'''

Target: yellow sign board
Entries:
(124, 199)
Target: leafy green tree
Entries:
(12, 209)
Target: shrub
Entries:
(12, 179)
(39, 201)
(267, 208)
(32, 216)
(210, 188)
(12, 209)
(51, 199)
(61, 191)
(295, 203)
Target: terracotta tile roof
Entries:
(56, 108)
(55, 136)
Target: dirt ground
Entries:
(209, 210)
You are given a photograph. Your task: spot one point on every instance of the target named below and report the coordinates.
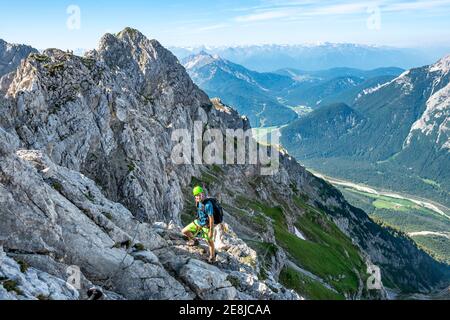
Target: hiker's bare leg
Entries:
(188, 234)
(212, 251)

'''

◆ Work order ◆
The records above, minus their pictures, are to be returned verbatim.

◆ Result ◆
Target: yellow sign board
Entries:
(124, 199)
Target: leafy green tree
Entries:
(12, 209)
Target: shrub
Entries:
(12, 179)
(39, 201)
(267, 208)
(32, 216)
(210, 188)
(12, 209)
(51, 199)
(61, 191)
(295, 203)
Target: terracotta tile roof
Entries:
(56, 108)
(55, 136)
Target: dirt ground
Entries:
(209, 210)
You are given a photograph. Your task: spot one point on every instance of the target named below and report the coordinates.
Target: hiker's bare leg
Entries:
(188, 234)
(212, 251)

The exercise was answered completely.